[Referring expression data]
§ §
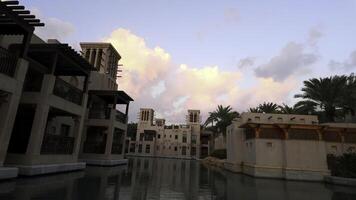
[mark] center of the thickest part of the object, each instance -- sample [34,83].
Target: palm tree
[268,107]
[254,110]
[306,107]
[325,93]
[222,116]
[285,109]
[348,99]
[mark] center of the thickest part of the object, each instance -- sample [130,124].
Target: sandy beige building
[285,146]
[154,138]
[14,29]
[105,126]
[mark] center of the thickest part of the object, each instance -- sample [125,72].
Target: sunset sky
[180,54]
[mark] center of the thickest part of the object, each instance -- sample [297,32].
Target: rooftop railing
[67,91]
[94,147]
[99,113]
[8,62]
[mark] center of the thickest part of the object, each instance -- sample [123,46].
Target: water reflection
[149,178]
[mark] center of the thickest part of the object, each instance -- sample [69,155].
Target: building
[14,29]
[292,147]
[155,138]
[105,126]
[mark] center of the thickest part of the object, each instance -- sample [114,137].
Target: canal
[154,178]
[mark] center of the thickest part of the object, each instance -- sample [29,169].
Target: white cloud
[291,59]
[246,62]
[153,80]
[346,65]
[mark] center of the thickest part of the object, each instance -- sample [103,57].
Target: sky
[179,54]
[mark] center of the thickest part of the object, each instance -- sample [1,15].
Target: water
[153,178]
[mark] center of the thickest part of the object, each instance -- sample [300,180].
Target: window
[193,151]
[132,147]
[65,130]
[148,148]
[184,138]
[184,151]
[351,149]
[194,139]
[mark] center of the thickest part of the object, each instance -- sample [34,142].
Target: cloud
[246,62]
[315,34]
[144,67]
[347,65]
[54,28]
[153,80]
[291,59]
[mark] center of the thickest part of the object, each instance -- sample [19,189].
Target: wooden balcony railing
[99,113]
[67,91]
[120,117]
[8,62]
[94,147]
[56,144]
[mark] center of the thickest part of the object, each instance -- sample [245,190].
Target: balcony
[116,148]
[56,144]
[8,62]
[120,117]
[94,147]
[99,113]
[67,91]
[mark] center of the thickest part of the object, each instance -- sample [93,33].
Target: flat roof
[292,125]
[69,62]
[100,45]
[14,19]
[110,95]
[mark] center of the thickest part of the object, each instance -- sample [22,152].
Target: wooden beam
[16,7]
[10,2]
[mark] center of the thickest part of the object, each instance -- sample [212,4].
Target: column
[41,115]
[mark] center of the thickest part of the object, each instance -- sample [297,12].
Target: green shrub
[219,153]
[343,166]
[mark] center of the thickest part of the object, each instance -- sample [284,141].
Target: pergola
[299,131]
[113,97]
[15,20]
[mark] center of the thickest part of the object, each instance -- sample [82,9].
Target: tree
[306,107]
[132,130]
[268,107]
[326,93]
[285,109]
[254,110]
[222,117]
[348,98]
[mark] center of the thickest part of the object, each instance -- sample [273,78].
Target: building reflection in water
[154,178]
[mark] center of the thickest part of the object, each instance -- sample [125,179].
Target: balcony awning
[15,20]
[120,97]
[61,59]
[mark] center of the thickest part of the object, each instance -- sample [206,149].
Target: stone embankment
[212,161]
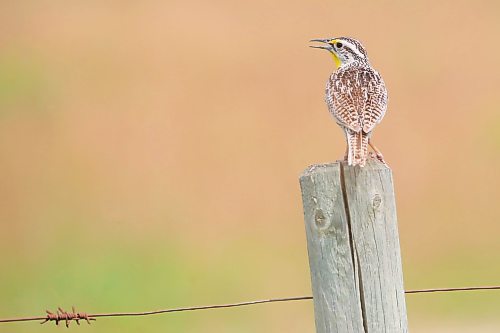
§ §
YOUR GOAL: Without copying any picture, write out the entries exactly.

WRITTEN SOLUTION:
[mark] center of the thickest part of the object, each instance -- sample [34,83].
Target: palm tree
[268,107]
[254,110]
[306,107]
[325,93]
[222,116]
[285,109]
[348,99]
[mark] center of the thickest part of the object, each instance -- sample [130,124].
Target: sandy beige building
[285,146]
[154,138]
[14,29]
[105,126]
[mark] center of the thickest part of the object, each instance -- sample [125,72].
Target: sunset sky
[180,54]
[mark] center of the thickest part of the object, each instance -- sample [297,32].
Target: rooftop railing
[67,91]
[94,147]
[99,113]
[8,62]
[mark] center of the thickest part of the object, each instance -- sample [123,46].
Target: water reflection
[149,178]
[mark] center of the thickest part of the object, each instance -- sample [69,155].
Target: building
[14,29]
[292,147]
[155,138]
[105,126]
[mark] center of the thickest part of the object, each instance -- sample [114,137].
Target: canal
[154,178]
[mark] center of the thickest part of the object, each instance -- sample [29,169].
Target: white cloud
[291,59]
[246,62]
[153,80]
[346,65]
[mark] center of the thickest part of the object, each instance -- sample [103,57].
Target: sky
[179,54]
[mark] center of the thickest part of the object, each instance -- sample [1,15].
Target: water
[153,178]
[mark] center of the thickest part of the object, each instance -- sample [300,180].
Target: window
[193,151]
[132,147]
[65,130]
[148,148]
[184,138]
[184,151]
[351,149]
[194,139]
[mark] center of the thickest part of the object, each instance -- sample [34,142].
Target: cloud
[246,62]
[315,34]
[144,67]
[347,65]
[54,28]
[153,80]
[291,59]
[mark] center of the thickest part of the object, each instance -- sample [19,189].
Target: wooden balcony railing
[99,113]
[67,91]
[120,117]
[8,62]
[94,147]
[56,144]
[mark] center of the thickest part of the object, each instance -- sample [245,190].
Target: balcony
[116,148]
[56,144]
[8,62]
[120,117]
[94,147]
[99,113]
[67,91]
[mark] center of the thickest part of the object, each instance -- sample [93,33].
Target: flat roof
[292,125]
[69,62]
[100,45]
[14,19]
[110,95]
[mark] center of the thickest part of the object, each instance -- sample [22,152].
Target: wooden beam
[16,7]
[10,2]
[mark] center of the thickest part of the object, each instance -- sample [212,4].
Target: column
[41,115]
[mark] center of the thickest part of the object, each instance -- sample [297,12].
Target: green shrub
[219,153]
[343,166]
[mark] center of the thickest part of the object, each instance -- sample [284,141].
Target: pergola
[299,131]
[113,97]
[15,20]
[mark] center of the thickest part of the object, each instance -- sample [82,9].
Target: tree
[306,107]
[132,130]
[268,107]
[326,93]
[285,109]
[254,110]
[222,117]
[348,98]
[mark] center of the thickest part of the object, each instance -- sample [273,78].
Target: building reflection in water
[154,178]
[mark] center of the thickest part of the object, each instance -- sample [125,179].
Target: balcony awning
[15,20]
[120,97]
[61,59]
[mark] center of the thickest part of the object, each instance -- sample [206,149].
Target: stone embankment
[212,161]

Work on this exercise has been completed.